[Rows from a dataset]
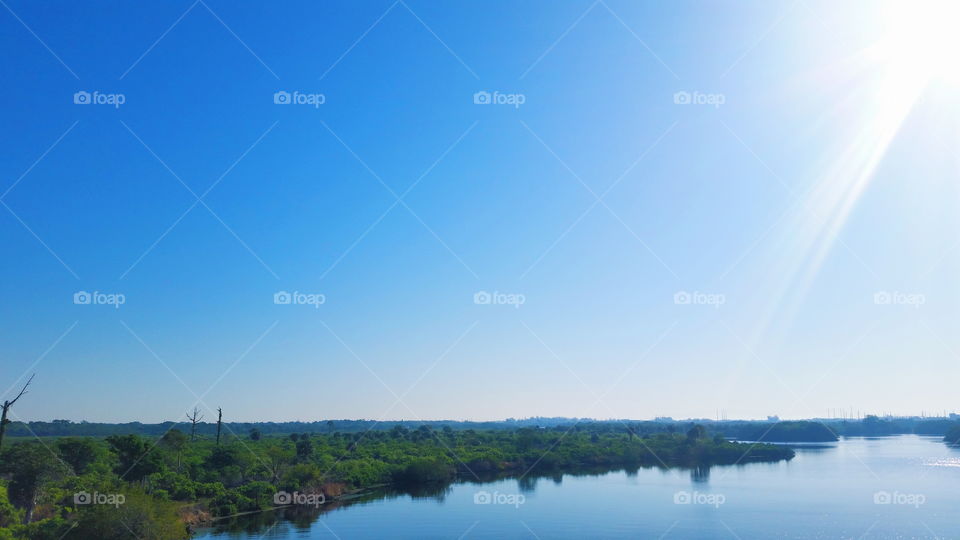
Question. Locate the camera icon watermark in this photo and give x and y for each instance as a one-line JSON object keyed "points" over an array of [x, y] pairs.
{"points": [[895, 497], [510, 499], [283, 298], [85, 498], [282, 97], [497, 98], [284, 498], [83, 298], [96, 97], [684, 97], [697, 298], [897, 298], [695, 497], [484, 298]]}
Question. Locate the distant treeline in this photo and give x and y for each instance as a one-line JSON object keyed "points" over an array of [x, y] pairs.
{"points": [[783, 431]]}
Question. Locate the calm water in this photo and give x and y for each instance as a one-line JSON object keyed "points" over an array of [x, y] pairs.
{"points": [[824, 492]]}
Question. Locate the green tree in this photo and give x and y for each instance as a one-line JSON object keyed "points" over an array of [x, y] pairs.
{"points": [[135, 459], [31, 467], [175, 441], [79, 453]]}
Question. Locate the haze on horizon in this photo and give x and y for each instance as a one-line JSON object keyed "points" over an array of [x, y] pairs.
{"points": [[603, 210]]}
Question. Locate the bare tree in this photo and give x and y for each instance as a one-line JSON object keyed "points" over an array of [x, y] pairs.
{"points": [[219, 423], [6, 407], [194, 417]]}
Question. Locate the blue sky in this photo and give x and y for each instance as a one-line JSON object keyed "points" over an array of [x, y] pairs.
{"points": [[594, 202]]}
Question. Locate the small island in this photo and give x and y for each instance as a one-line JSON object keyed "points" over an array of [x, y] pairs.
{"points": [[161, 487]]}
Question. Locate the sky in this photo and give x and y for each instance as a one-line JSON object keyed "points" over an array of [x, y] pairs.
{"points": [[432, 210]]}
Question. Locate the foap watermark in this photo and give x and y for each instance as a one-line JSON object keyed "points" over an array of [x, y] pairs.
{"points": [[496, 298], [895, 497], [110, 499], [299, 298], [497, 98], [697, 298], [98, 98], [684, 97], [282, 97], [897, 298], [510, 499], [97, 298], [695, 497], [284, 498]]}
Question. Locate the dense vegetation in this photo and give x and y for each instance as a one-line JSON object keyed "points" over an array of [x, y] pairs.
{"points": [[785, 431], [154, 487]]}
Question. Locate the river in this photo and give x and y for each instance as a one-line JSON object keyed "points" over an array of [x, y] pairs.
{"points": [[903, 487]]}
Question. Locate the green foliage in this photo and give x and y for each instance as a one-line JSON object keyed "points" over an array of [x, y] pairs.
{"points": [[135, 457], [159, 475], [140, 516], [32, 466]]}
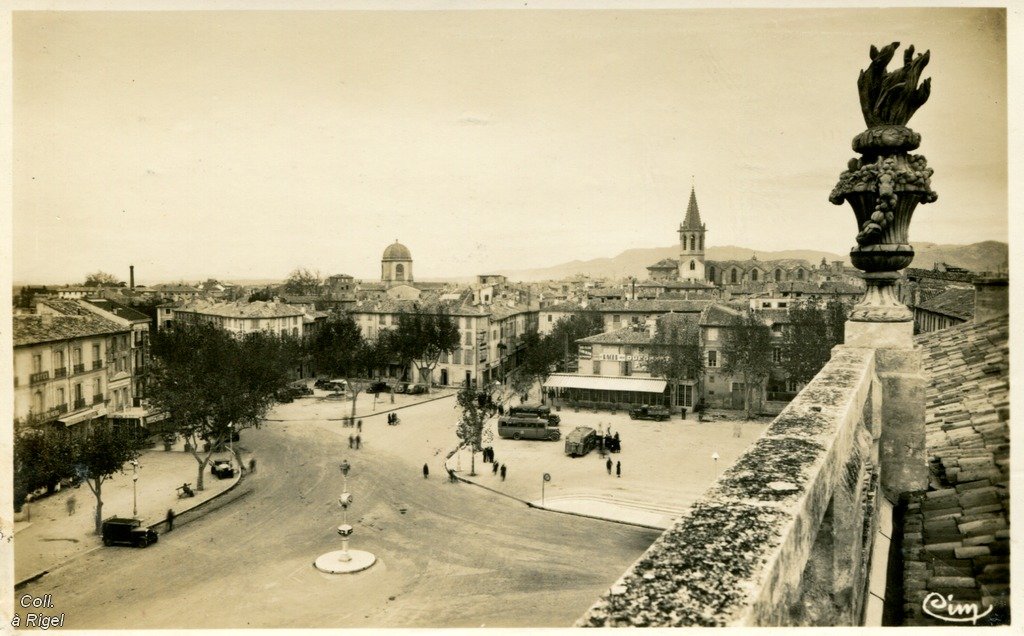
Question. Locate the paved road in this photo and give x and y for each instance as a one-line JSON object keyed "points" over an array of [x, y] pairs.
{"points": [[458, 556]]}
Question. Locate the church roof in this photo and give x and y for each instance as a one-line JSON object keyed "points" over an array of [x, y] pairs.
{"points": [[397, 251], [692, 220]]}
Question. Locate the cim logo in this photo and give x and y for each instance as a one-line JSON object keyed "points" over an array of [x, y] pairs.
{"points": [[945, 608]]}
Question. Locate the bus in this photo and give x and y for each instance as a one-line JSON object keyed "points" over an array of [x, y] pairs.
{"points": [[526, 428]]}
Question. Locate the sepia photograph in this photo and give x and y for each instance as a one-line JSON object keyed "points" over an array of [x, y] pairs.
{"points": [[386, 314]]}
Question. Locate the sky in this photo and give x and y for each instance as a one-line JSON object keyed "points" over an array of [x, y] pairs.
{"points": [[243, 144]]}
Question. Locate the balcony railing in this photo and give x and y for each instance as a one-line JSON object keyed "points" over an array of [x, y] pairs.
{"points": [[39, 376]]}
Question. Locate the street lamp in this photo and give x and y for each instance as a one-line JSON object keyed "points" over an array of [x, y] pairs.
{"points": [[345, 560], [134, 489]]}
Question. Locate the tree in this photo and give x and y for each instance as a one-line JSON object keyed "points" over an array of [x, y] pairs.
{"points": [[539, 355], [812, 333], [43, 456], [340, 349], [101, 452], [676, 352], [748, 350], [423, 336], [214, 384], [477, 407], [303, 282], [101, 279]]}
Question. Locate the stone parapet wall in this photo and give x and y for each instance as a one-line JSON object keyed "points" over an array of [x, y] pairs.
{"points": [[782, 538]]}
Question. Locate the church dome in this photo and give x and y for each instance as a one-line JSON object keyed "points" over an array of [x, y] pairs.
{"points": [[397, 251]]}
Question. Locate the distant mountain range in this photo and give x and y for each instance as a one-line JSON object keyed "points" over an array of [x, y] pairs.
{"points": [[985, 256]]}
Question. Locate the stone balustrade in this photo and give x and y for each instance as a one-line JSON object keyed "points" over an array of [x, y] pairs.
{"points": [[784, 536]]}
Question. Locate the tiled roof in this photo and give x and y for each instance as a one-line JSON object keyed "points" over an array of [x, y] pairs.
{"points": [[956, 537], [665, 263], [717, 314], [626, 335], [259, 308], [118, 309], [651, 305], [36, 329], [955, 302]]}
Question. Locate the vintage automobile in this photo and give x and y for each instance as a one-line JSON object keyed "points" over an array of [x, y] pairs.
{"points": [[581, 441], [540, 411], [222, 469], [649, 413], [127, 532], [377, 386]]}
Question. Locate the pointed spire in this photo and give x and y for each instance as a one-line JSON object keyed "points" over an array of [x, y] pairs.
{"points": [[692, 220]]}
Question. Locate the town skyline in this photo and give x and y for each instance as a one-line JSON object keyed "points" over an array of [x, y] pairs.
{"points": [[455, 130]]}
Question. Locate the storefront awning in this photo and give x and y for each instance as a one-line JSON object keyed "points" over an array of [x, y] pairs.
{"points": [[606, 383], [75, 418]]}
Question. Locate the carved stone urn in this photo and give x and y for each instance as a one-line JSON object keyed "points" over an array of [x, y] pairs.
{"points": [[886, 183]]}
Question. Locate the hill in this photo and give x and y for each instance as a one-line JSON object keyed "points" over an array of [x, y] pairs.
{"points": [[988, 255]]}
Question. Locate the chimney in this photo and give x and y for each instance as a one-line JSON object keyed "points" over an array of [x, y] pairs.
{"points": [[991, 297]]}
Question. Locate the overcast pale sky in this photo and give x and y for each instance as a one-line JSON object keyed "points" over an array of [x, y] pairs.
{"points": [[244, 144]]}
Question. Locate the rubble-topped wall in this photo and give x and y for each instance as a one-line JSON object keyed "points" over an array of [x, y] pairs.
{"points": [[781, 538]]}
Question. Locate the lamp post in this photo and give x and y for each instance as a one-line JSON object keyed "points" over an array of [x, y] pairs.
{"points": [[344, 560], [134, 489]]}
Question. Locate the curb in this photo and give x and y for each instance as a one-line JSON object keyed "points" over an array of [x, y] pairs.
{"points": [[153, 526], [536, 507]]}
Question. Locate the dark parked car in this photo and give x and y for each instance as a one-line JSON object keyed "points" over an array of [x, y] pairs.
{"points": [[222, 469], [377, 387], [649, 413], [540, 411], [127, 532]]}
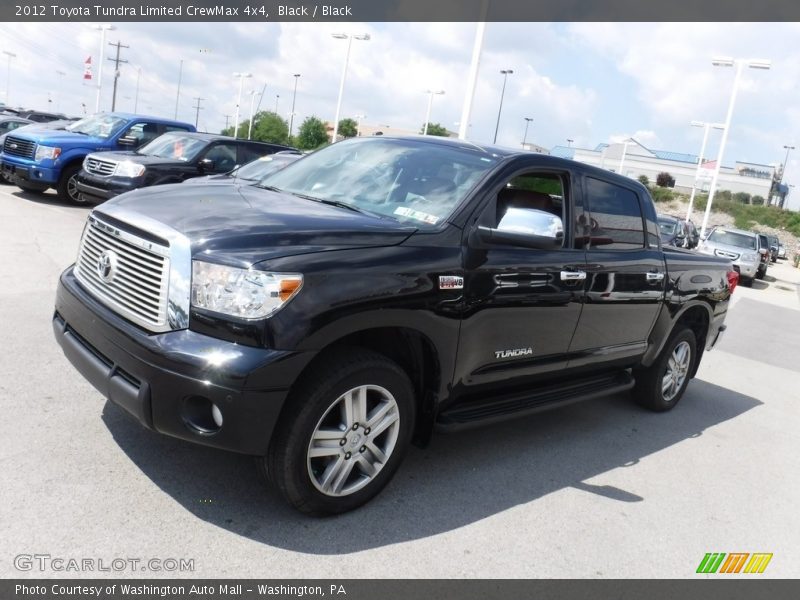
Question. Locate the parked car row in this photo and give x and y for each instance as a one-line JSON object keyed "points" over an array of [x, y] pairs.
{"points": [[104, 155]]}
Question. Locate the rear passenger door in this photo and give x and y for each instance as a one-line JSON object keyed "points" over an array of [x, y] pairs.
{"points": [[626, 275]]}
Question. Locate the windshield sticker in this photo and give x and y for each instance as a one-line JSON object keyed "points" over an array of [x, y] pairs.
{"points": [[418, 215]]}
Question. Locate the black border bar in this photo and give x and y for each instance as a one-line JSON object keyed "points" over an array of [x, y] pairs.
{"points": [[261, 11]]}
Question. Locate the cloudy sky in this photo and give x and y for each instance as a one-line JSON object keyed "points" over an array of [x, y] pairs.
{"points": [[591, 82]]}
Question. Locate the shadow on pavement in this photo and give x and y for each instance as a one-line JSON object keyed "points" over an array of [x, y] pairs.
{"points": [[459, 479]]}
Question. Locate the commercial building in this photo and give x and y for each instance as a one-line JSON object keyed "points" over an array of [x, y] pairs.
{"points": [[633, 159]]}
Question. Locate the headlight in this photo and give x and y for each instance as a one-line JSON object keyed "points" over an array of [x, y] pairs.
{"points": [[129, 169], [243, 293], [44, 152]]}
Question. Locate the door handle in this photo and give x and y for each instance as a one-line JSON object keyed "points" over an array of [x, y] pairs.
{"points": [[573, 275]]}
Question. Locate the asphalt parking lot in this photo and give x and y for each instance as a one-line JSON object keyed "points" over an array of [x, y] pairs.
{"points": [[599, 489]]}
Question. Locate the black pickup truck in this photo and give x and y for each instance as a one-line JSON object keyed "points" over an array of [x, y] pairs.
{"points": [[375, 291]]}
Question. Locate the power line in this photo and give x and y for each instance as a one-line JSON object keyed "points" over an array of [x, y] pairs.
{"points": [[116, 61]]}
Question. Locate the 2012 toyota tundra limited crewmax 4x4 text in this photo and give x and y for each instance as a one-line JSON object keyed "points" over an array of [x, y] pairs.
{"points": [[374, 291]]}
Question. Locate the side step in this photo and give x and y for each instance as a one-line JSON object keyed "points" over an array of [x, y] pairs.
{"points": [[479, 412]]}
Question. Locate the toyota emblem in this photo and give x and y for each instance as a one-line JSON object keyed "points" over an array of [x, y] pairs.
{"points": [[107, 265]]}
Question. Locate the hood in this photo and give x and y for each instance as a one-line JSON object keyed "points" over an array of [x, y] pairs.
{"points": [[249, 224], [58, 137]]}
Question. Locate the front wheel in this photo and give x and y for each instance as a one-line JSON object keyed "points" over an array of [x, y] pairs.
{"points": [[68, 187], [343, 435], [660, 386]]}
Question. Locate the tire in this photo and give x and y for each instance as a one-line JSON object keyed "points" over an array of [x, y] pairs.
{"points": [[30, 187], [66, 189], [351, 460], [660, 386]]}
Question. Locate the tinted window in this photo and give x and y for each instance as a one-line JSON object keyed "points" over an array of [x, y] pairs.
{"points": [[616, 216]]}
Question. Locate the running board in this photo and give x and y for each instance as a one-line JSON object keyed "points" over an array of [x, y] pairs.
{"points": [[484, 411]]}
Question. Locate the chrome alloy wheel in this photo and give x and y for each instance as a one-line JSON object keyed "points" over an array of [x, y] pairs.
{"points": [[353, 440], [677, 370]]}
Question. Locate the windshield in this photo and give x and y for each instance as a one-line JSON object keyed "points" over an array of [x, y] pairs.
{"points": [[731, 238], [174, 146], [264, 166], [407, 180], [101, 126], [667, 226]]}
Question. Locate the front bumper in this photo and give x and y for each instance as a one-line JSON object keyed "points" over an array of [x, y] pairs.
{"points": [[162, 380], [29, 171]]}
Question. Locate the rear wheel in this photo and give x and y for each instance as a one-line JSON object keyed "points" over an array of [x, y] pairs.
{"points": [[67, 185], [660, 386], [343, 434]]}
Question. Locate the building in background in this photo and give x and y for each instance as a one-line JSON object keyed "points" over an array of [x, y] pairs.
{"points": [[751, 178]]}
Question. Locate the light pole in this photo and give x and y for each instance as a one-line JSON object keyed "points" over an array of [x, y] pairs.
{"points": [[359, 118], [294, 97], [505, 73], [136, 96], [102, 29], [707, 127], [253, 94], [783, 171], [740, 64], [242, 77], [430, 93], [349, 38], [8, 74], [525, 135], [58, 92]]}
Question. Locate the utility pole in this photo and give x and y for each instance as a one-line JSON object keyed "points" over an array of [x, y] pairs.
{"points": [[197, 113], [116, 61]]}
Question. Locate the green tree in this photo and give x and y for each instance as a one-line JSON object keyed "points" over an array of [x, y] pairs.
{"points": [[312, 134], [269, 127], [348, 128], [435, 129]]}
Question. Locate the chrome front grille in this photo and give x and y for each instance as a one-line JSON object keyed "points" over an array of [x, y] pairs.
{"points": [[125, 272], [95, 166], [726, 254], [15, 146]]}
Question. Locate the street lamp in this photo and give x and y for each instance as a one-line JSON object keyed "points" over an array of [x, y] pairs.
{"points": [[349, 37], [505, 73], [430, 105], [60, 85], [525, 135], [359, 118], [739, 64], [783, 170], [294, 97], [8, 74], [102, 29], [242, 77], [253, 94], [707, 127]]}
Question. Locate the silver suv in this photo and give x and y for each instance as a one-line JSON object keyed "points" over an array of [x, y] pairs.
{"points": [[741, 247]]}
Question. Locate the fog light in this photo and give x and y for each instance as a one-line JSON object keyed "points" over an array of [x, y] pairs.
{"points": [[216, 415]]}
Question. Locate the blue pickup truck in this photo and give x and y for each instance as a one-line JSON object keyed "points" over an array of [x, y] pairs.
{"points": [[42, 159]]}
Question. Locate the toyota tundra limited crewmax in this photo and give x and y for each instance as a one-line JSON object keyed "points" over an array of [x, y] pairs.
{"points": [[374, 292]]}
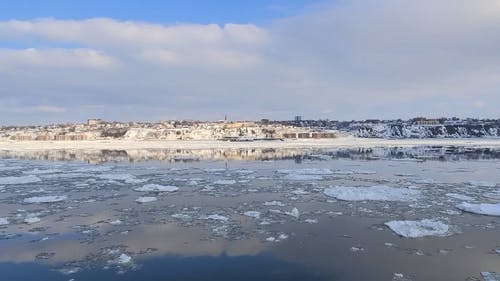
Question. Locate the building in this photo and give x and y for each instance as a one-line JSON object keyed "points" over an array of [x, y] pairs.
{"points": [[426, 122], [93, 122]]}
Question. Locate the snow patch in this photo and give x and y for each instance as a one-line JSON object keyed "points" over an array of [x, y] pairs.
{"points": [[382, 193], [146, 199], [481, 209], [45, 199], [157, 188], [19, 180], [421, 228]]}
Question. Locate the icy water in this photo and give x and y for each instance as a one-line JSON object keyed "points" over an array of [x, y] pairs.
{"points": [[424, 213]]}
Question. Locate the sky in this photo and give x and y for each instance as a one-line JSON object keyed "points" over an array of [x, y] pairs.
{"points": [[66, 61]]}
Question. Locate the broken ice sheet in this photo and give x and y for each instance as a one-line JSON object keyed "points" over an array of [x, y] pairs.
{"points": [[481, 209], [45, 199], [421, 228], [156, 188], [381, 193], [19, 180], [146, 199]]}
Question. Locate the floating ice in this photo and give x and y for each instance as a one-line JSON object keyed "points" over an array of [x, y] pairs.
{"points": [[32, 218], [274, 203], [146, 199], [460, 196], [123, 259], [294, 213], [300, 191], [300, 177], [383, 193], [41, 171], [116, 222], [45, 199], [127, 178], [307, 171], [224, 182], [19, 180], [217, 218], [482, 183], [491, 276], [157, 188], [364, 172], [252, 214], [414, 229], [481, 209]]}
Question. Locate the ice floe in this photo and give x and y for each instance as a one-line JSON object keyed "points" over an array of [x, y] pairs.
{"points": [[146, 199], [481, 209], [224, 182], [19, 180], [459, 196], [32, 218], [127, 178], [252, 214], [156, 188], [217, 217], [421, 228], [382, 193], [45, 199], [274, 203], [294, 213]]}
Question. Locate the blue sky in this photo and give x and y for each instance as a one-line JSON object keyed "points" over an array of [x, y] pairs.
{"points": [[167, 11], [66, 61]]}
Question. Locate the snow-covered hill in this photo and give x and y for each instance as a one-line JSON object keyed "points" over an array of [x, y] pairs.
{"points": [[383, 130]]}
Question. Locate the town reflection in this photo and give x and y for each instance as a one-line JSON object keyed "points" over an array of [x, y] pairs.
{"points": [[441, 153]]}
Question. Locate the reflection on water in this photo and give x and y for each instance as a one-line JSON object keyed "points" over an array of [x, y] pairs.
{"points": [[442, 153], [223, 267], [253, 219]]}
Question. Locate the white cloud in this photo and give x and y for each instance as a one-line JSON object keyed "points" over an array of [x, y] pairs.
{"points": [[346, 59]]}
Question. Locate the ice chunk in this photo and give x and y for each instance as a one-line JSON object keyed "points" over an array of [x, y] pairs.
{"points": [[482, 183], [45, 199], [31, 218], [307, 171], [294, 213], [252, 214], [127, 178], [299, 177], [274, 203], [481, 209], [116, 222], [300, 191], [224, 182], [157, 188], [364, 172], [146, 199], [19, 180], [491, 276], [421, 228], [218, 218], [123, 259], [460, 196], [383, 193]]}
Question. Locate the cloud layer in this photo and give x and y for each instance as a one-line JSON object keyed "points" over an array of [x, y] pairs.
{"points": [[343, 60]]}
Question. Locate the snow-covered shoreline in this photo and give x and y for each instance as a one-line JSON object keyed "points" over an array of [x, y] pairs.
{"points": [[342, 142]]}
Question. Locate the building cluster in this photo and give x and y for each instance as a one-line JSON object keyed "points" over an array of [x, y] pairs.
{"points": [[96, 129]]}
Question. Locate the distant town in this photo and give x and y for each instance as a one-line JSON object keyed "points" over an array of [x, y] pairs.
{"points": [[298, 128]]}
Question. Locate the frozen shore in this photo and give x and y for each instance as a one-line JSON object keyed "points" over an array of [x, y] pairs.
{"points": [[343, 142]]}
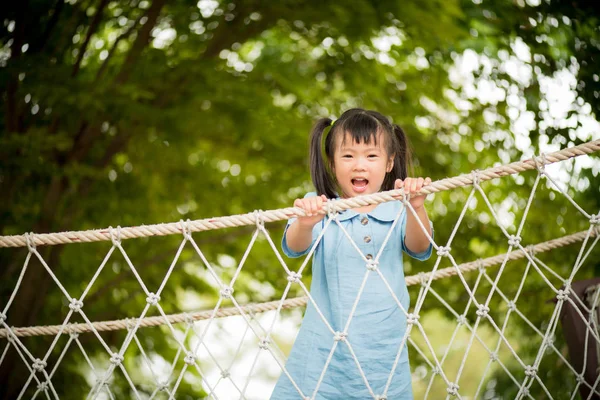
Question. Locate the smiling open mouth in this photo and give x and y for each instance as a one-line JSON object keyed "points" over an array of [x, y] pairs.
{"points": [[359, 185]]}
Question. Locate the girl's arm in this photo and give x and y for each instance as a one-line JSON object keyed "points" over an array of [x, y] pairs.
{"points": [[299, 234], [415, 239]]}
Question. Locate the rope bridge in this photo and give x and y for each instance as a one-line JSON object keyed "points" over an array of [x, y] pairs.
{"points": [[193, 353]]}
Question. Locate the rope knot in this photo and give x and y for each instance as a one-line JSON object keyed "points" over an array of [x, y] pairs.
{"points": [[76, 305], [260, 221], [38, 364], [332, 213], [549, 341], [540, 163], [264, 343], [190, 358], [30, 239], [530, 370], [226, 292], [562, 295], [372, 265], [115, 239], [512, 306], [479, 265], [116, 359], [405, 197], [476, 178], [185, 228], [294, 277], [514, 240], [130, 323], [422, 278], [452, 389], [443, 251], [482, 310], [153, 299], [412, 318], [187, 318]]}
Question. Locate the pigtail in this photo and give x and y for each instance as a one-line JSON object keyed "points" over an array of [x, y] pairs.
{"points": [[402, 159], [319, 170]]}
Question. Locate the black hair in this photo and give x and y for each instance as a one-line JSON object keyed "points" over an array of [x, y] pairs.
{"points": [[362, 126]]}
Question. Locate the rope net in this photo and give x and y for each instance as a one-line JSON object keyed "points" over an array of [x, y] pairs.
{"points": [[477, 343]]}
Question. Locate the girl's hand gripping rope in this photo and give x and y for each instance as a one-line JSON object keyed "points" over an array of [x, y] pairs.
{"points": [[412, 186], [312, 206]]}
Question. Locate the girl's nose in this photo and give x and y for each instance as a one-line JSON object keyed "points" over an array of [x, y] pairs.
{"points": [[360, 164]]}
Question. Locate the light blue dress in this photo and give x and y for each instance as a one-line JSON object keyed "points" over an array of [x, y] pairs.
{"points": [[378, 325]]}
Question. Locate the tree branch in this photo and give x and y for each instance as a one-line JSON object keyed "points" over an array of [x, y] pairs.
{"points": [[141, 42], [38, 46], [115, 44], [91, 30]]}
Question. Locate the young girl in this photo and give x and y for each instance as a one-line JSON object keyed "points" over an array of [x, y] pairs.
{"points": [[365, 154]]}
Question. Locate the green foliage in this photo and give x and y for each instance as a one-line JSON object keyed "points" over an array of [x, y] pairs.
{"points": [[141, 112]]}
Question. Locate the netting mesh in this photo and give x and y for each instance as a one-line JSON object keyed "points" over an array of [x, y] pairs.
{"points": [[478, 322]]}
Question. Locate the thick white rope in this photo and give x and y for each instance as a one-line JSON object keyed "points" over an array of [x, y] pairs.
{"points": [[419, 279], [96, 235], [116, 358]]}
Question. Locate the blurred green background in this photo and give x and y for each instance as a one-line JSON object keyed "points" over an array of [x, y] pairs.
{"points": [[140, 112]]}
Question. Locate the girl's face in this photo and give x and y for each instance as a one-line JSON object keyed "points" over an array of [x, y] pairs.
{"points": [[360, 168]]}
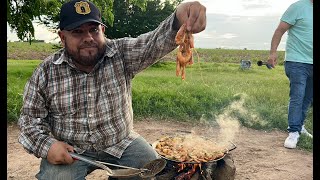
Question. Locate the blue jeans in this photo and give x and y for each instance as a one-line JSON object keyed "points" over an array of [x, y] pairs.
{"points": [[301, 93], [138, 153]]}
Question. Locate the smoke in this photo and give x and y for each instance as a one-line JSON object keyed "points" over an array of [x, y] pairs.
{"points": [[224, 128]]}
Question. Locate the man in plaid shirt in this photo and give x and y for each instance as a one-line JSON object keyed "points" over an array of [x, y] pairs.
{"points": [[79, 98]]}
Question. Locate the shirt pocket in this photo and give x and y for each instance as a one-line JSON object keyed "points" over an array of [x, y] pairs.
{"points": [[66, 103]]}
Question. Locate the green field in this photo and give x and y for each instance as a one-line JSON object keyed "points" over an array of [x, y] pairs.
{"points": [[256, 97]]}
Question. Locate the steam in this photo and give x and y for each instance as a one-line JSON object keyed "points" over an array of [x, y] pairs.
{"points": [[224, 128]]}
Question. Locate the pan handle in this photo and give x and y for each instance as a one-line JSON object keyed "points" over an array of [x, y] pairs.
{"points": [[233, 146], [82, 158]]}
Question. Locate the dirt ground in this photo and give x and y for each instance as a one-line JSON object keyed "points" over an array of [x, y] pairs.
{"points": [[259, 155]]}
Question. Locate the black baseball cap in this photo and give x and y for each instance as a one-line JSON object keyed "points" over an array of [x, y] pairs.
{"points": [[77, 12]]}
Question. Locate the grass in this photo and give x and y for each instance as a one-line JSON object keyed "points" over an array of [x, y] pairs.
{"points": [[257, 97]]}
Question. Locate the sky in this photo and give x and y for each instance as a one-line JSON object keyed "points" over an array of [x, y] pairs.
{"points": [[231, 24]]}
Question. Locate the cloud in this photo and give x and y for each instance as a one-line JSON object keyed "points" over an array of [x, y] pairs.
{"points": [[228, 36]]}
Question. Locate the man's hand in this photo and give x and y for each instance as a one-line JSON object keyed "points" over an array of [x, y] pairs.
{"points": [[59, 153], [194, 14], [272, 60]]}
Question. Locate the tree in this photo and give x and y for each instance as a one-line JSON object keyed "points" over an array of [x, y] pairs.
{"points": [[21, 14]]}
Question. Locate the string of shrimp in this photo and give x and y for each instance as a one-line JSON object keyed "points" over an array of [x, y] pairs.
{"points": [[185, 40]]}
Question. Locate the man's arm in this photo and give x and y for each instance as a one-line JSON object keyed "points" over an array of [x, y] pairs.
{"points": [[276, 38]]}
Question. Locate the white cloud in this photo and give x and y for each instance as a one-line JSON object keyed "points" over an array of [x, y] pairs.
{"points": [[246, 7], [227, 36], [41, 33]]}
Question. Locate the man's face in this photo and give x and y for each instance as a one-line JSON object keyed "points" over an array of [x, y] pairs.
{"points": [[84, 44]]}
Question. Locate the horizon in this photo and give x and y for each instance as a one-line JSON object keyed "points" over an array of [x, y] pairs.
{"points": [[233, 24]]}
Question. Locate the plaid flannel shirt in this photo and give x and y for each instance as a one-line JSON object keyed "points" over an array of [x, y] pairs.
{"points": [[89, 111]]}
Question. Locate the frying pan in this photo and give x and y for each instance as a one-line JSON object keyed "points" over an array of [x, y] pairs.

Your objective: Everything from the line containing "Question. Locate the man's arm" to the end of the records must be written out exactly; include both of those lines and no others.

Solution to the problem:
Question. Locate the man's arm in this photo and give x and y for each instance as a one-line JSON object keyed "points" over an array of [x, y] pairs.
{"points": [[276, 38]]}
Question. Locate the white cloud in this photo and give x and y for each instance as a one-line JSON object keyed "points" over an array of [x, y] pairs.
{"points": [[246, 7], [227, 36], [41, 33]]}
Question. Locate the man's face in this photo and give x and y for each instance as a one-line JSON object keyed "points" over an array of [x, y] pairs.
{"points": [[84, 44]]}
Question. Locate the horizon in this photo and give x and y for each instance as a one-line JSON object keyed "points" over an array of [x, y] pairs.
{"points": [[233, 24]]}
Question. Locate the plaid flannel shirt in this photo and give x and y for each instance as a one-line JSON object keyed "points" over an array of [x, y] pairs.
{"points": [[89, 111]]}
Question. Locate the frying pan in this photo and give x and y for each instance as a one-line JSON object keyed "points" over an array of [x, y] pairs.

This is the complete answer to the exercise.